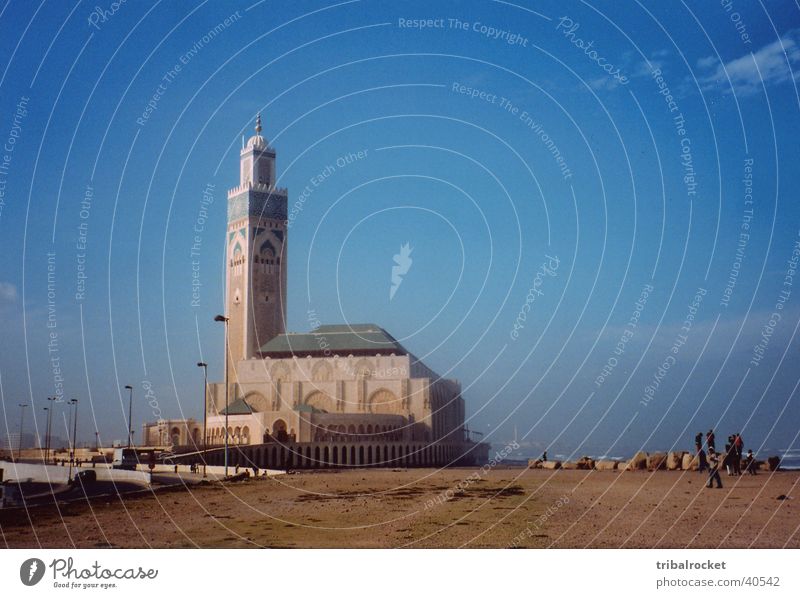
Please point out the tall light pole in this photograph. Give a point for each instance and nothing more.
(223, 319)
(202, 364)
(46, 426)
(21, 427)
(74, 438)
(49, 427)
(130, 412)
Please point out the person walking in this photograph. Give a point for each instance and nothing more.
(727, 459)
(738, 449)
(702, 462)
(750, 463)
(710, 441)
(713, 471)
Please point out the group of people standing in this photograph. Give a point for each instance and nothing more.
(731, 459)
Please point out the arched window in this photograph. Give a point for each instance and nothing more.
(384, 401)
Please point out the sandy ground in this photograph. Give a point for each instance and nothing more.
(429, 508)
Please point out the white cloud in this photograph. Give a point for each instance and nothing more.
(772, 64)
(8, 293)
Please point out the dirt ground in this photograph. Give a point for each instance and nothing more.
(433, 508)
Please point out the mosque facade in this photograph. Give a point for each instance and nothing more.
(339, 395)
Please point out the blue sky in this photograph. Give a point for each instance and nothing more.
(553, 158)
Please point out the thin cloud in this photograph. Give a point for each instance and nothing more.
(773, 64)
(8, 293)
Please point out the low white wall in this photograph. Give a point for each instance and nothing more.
(56, 474)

__________________________________________________

> Required work
Return word for word the line with "Please point out the mosque" and every line after it through the end of the records above.

> Response to the exercise
Please point out the mosque facade in this photograph. Give a point for each instance and nothing more.
(339, 395)
Please point out the blue sky in this photograph. Give a point for each instance and nothing more.
(553, 158)
Please point out the thin cloud in this photograph. Give a point for each instance and nothing more.
(773, 64)
(8, 293)
Please point out the low white wall in this photograph. Give a point for each instance and nothing more.
(56, 474)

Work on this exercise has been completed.